Make an exact copy of the lines from the top of the entries below through the line with "x=335, y=340". Leave all pictures out.

Stored data entries
::::
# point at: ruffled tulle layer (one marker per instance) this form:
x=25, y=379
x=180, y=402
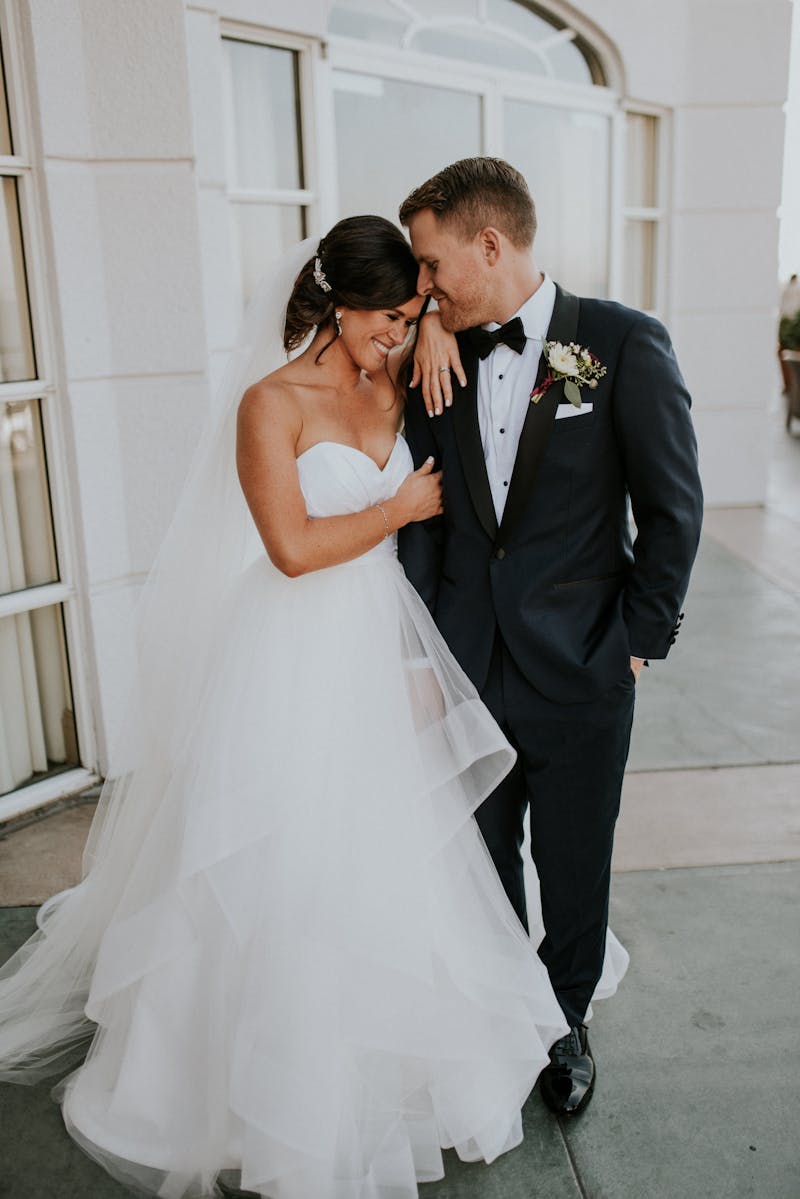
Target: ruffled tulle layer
x=300, y=960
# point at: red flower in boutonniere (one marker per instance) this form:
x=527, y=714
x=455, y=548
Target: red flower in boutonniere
x=573, y=365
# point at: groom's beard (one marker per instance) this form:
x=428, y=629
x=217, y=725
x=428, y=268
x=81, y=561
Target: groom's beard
x=465, y=312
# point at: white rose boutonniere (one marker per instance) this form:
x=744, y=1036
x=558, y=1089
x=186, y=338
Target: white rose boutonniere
x=572, y=363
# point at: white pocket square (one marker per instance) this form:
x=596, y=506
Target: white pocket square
x=565, y=410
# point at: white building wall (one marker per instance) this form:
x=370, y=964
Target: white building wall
x=110, y=88
x=722, y=67
x=143, y=270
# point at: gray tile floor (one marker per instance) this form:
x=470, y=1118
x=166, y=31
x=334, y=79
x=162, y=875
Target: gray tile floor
x=698, y=1054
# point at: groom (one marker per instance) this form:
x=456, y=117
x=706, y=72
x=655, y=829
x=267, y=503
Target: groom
x=531, y=573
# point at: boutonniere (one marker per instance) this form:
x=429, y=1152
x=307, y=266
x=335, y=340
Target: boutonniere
x=572, y=363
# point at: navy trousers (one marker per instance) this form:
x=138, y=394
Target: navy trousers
x=570, y=766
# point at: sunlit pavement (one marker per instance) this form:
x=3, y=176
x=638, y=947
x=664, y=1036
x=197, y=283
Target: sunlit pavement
x=698, y=1054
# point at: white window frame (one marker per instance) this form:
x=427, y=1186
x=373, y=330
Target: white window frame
x=308, y=50
x=656, y=214
x=48, y=391
x=493, y=85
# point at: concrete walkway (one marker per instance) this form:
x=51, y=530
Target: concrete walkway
x=698, y=1089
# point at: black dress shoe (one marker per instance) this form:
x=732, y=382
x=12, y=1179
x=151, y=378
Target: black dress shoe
x=567, y=1083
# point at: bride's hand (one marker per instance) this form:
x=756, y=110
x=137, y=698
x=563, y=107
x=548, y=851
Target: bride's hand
x=419, y=496
x=435, y=362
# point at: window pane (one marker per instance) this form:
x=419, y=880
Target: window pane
x=639, y=264
x=452, y=29
x=564, y=156
x=392, y=136
x=16, y=343
x=641, y=186
x=264, y=140
x=37, y=728
x=263, y=232
x=26, y=548
x=5, y=127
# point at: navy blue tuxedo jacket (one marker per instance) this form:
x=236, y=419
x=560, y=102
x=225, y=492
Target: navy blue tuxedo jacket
x=572, y=592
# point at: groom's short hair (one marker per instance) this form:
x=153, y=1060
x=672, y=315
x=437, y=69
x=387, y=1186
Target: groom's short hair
x=474, y=193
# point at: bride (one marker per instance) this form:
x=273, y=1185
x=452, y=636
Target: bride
x=296, y=965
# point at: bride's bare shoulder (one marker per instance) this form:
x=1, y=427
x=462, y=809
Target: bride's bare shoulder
x=271, y=404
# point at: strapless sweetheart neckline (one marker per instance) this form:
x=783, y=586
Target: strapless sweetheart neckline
x=343, y=445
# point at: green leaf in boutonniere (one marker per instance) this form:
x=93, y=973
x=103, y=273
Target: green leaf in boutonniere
x=576, y=366
x=572, y=392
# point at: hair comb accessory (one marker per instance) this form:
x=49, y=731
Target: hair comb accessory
x=319, y=276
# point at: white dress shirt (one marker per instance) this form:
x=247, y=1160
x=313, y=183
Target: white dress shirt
x=505, y=380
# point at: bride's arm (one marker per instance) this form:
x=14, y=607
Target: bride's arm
x=266, y=438
x=435, y=349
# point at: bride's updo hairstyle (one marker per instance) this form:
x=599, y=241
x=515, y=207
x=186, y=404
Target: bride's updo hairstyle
x=364, y=263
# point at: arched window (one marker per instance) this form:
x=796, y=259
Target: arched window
x=421, y=83
x=494, y=32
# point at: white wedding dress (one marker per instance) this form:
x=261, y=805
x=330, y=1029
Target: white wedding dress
x=307, y=972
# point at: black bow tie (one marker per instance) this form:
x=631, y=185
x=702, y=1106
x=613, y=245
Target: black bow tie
x=512, y=335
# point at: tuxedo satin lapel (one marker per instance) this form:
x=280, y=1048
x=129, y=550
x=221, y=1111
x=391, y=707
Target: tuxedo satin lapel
x=468, y=437
x=539, y=420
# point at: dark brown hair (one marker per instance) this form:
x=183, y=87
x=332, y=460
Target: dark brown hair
x=366, y=261
x=474, y=193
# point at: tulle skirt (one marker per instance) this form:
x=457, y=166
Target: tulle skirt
x=302, y=969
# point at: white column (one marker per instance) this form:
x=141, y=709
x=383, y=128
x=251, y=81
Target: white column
x=728, y=152
x=112, y=85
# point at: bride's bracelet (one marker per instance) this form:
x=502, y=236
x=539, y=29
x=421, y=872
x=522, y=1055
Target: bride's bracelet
x=383, y=512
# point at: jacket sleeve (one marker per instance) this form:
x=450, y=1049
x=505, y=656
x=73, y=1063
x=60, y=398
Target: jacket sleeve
x=419, y=543
x=654, y=429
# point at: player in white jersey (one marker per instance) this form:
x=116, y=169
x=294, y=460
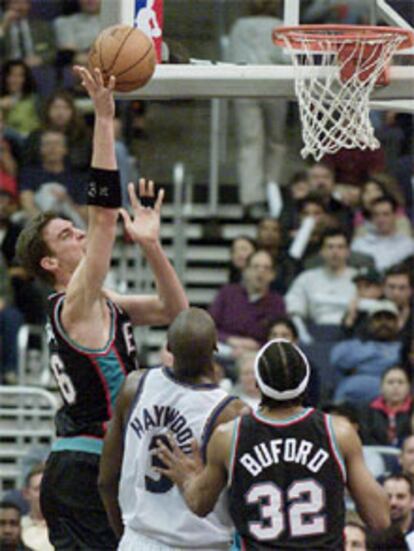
::::
Exercise response
# point at: ruffled tulle layer (one marker per instance) this form:
x=25, y=379
x=180, y=402
Target: ruffled tulle layer
x=300, y=960
# point at: red flower in boutonniere (one marker per instance) this form:
x=527, y=714
x=455, y=548
Target: red flower in boutonniere
x=573, y=365
# point at: groom's beard (one marker per instance) this form:
x=428, y=629
x=217, y=725
x=428, y=268
x=81, y=561
Target: groom's beard
x=465, y=312
# point at: white rose boutonniere (one marker per instance) this form:
x=744, y=1036
x=558, y=1089
x=186, y=338
Target: white rose boutonniere
x=572, y=363
# point at: white pocket square (one marker per instance) this form:
x=596, y=506
Target: white pocket square
x=565, y=410
# point at: white building wall (one marker per instance) this form:
x=370, y=964
Target: white building wall
x=110, y=88
x=722, y=67
x=143, y=270
# point at: gray tile floor (one marker per instance) this form:
x=470, y=1118
x=166, y=31
x=334, y=79
x=162, y=875
Target: gray tile floor
x=698, y=1054
# point at: groom (one marker per instance) this form:
x=456, y=117
x=706, y=72
x=655, y=829
x=267, y=503
Target: groom
x=531, y=573
# point at: boutonniere (one marker per instance) this form:
x=429, y=1152
x=307, y=266
x=335, y=340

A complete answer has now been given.